WHAT IS NEEDED >>
Please output exactly the run of lines that starts at the line with "Q: Returning coordinates formatted like [193,109], pin" and ends at the last line of the records below.

:: INPUT DATA ::

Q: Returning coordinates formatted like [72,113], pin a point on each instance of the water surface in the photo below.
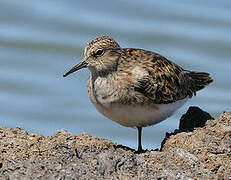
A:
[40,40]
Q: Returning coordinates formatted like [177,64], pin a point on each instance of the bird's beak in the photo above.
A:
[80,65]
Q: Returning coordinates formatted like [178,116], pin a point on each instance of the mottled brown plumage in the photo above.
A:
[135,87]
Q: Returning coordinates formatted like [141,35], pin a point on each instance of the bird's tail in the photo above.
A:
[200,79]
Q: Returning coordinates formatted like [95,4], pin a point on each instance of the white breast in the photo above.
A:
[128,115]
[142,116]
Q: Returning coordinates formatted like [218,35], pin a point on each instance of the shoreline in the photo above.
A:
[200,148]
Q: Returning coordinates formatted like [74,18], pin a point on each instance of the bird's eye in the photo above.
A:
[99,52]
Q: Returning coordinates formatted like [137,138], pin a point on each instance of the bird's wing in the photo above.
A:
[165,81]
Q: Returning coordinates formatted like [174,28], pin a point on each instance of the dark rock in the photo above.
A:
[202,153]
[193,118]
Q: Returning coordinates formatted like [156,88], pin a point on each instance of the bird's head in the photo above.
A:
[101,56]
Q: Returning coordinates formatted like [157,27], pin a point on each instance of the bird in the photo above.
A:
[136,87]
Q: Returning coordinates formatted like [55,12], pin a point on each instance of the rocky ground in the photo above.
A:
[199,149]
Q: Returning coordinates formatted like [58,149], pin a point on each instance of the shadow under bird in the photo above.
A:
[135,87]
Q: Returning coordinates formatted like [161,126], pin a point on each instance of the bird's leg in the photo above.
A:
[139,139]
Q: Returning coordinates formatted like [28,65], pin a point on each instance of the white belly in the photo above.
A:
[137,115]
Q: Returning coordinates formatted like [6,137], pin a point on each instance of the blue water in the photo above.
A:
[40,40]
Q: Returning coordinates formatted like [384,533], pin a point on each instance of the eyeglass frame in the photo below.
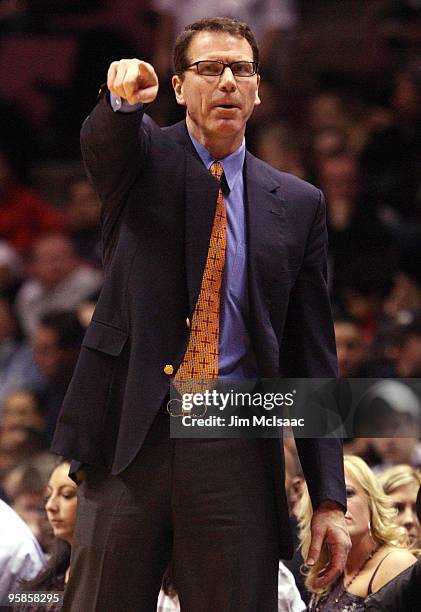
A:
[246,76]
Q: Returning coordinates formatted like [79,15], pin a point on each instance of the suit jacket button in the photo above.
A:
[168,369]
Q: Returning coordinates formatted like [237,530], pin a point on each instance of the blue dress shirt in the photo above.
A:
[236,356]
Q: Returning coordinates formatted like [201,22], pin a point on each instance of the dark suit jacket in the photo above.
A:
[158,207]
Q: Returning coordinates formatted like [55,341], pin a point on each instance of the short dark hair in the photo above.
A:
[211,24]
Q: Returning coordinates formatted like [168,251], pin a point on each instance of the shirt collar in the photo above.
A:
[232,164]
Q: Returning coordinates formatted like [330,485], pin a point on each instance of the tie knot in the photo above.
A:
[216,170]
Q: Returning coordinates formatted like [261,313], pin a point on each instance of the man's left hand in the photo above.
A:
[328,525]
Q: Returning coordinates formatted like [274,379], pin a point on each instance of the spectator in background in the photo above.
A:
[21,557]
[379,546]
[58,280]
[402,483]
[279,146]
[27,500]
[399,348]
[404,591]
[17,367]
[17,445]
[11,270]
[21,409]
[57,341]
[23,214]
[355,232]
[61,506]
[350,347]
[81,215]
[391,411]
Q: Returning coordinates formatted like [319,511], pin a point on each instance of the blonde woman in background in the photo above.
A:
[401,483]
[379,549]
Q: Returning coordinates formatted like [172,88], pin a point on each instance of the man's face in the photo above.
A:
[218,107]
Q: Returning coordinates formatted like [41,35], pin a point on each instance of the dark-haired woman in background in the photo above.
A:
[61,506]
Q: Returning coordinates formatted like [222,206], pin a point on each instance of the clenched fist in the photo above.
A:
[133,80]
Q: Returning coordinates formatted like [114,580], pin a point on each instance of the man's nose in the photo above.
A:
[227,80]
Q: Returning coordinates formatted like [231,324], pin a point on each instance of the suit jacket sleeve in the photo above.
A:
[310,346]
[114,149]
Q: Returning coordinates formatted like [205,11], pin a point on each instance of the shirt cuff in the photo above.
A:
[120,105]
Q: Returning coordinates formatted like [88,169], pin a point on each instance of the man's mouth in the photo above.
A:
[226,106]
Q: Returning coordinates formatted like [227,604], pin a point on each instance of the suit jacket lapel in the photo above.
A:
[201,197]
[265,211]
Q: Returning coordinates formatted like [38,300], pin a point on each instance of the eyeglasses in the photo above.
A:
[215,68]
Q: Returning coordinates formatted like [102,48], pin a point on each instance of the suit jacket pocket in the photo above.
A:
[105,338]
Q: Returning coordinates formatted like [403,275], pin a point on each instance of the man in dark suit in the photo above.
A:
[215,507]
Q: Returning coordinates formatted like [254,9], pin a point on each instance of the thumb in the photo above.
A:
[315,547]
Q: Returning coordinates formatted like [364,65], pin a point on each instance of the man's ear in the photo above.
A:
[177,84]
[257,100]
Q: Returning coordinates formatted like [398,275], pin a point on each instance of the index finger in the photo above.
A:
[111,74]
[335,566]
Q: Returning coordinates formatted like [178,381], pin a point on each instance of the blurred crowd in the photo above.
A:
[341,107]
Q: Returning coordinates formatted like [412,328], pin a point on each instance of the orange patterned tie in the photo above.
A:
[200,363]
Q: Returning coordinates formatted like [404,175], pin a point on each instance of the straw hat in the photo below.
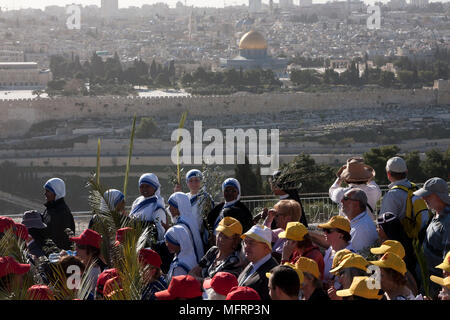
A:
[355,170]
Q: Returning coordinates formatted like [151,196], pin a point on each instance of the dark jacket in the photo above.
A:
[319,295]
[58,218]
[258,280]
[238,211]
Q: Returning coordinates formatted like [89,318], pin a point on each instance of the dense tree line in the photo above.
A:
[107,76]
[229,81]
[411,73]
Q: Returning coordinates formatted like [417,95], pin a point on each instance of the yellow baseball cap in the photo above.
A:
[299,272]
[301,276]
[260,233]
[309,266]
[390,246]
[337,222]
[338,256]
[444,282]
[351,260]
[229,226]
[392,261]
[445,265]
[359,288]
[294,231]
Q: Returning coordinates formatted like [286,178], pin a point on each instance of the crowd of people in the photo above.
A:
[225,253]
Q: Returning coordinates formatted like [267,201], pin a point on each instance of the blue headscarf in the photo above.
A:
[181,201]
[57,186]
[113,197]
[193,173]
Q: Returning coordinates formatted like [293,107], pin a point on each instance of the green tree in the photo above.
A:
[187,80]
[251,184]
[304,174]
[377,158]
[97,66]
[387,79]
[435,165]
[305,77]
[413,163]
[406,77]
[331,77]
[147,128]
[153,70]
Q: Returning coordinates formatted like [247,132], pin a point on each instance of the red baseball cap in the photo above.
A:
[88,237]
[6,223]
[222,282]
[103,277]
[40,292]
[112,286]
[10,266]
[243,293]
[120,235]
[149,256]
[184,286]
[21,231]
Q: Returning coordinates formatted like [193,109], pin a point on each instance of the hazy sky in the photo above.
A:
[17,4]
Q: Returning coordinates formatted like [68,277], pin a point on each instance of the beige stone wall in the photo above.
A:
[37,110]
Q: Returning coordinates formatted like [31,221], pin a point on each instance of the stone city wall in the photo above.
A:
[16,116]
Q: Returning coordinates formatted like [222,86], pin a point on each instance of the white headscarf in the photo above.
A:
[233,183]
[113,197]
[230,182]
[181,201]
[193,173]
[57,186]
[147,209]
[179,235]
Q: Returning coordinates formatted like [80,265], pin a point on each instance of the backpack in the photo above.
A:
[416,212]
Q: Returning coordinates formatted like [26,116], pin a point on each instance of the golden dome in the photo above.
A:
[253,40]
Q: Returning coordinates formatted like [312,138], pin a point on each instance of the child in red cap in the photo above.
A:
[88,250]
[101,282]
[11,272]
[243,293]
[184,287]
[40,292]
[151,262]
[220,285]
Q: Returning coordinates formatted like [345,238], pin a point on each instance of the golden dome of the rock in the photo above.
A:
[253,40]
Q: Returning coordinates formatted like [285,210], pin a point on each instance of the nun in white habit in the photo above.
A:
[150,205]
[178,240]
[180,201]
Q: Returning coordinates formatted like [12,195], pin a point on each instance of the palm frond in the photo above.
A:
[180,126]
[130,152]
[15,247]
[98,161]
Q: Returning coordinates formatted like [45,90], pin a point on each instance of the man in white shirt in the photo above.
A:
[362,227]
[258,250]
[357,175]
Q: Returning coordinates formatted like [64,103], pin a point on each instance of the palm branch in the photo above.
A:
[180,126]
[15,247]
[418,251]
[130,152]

:::

TASK ANSWER >>
Q: Returning coordinates formatted like [193,109], pin a point on each instance of the hazy sky in the photo above.
A:
[17,4]
Q: Returning coordinates formatted like [68,277], pin a point on each instance of the beige stone wall in the photo above.
A:
[37,110]
Q: Returning coordinates formatted like [31,221], pin a point on each instance of the stone city wall in the photo above.
A:
[16,116]
Q: Returning coordinates formatted like [222,86], pin a point on each instance of the white headscarf in the photo above.
A:
[233,183]
[113,197]
[230,182]
[181,201]
[193,173]
[57,186]
[147,209]
[179,235]
Q: Returning coordinates formatted like [80,265], pin a point on each instance of the backpack in the photo above.
A:
[416,212]
Q: Returning coordinates formatted like [26,116], pin a point on each instance of the golden dome in the photo above.
A:
[253,40]
Q: Returning coordinates formatted like [312,138], pin a point on each instance of the child in red cap in the photo above.
A:
[88,250]
[101,282]
[11,272]
[243,293]
[184,287]
[40,292]
[151,262]
[220,285]
Q: Returning coordinates formatted like [345,238], pin a point on each instance of the golden dome of the rock in the photo above.
A:
[253,40]
Q: Returning coordinates formatted like [285,210], pin a point on each instance of the nun in white habit in the photo above.
A:
[150,205]
[178,240]
[180,201]
Q: Returning coordinates formatted like [12,195], pin a point on each instance of the palm frond in the photo above.
A:
[180,126]
[130,152]
[15,247]
[98,161]
Q: Returning coordinates formatted like [45,90], pin a point on each instance of the man in white shirt in the photo above.
A:
[362,227]
[258,250]
[357,175]
Q: Returning coordinates formatted like [64,103], pin a point on each instance of the palm branch in the photo above.
A:
[180,126]
[15,247]
[418,251]
[130,152]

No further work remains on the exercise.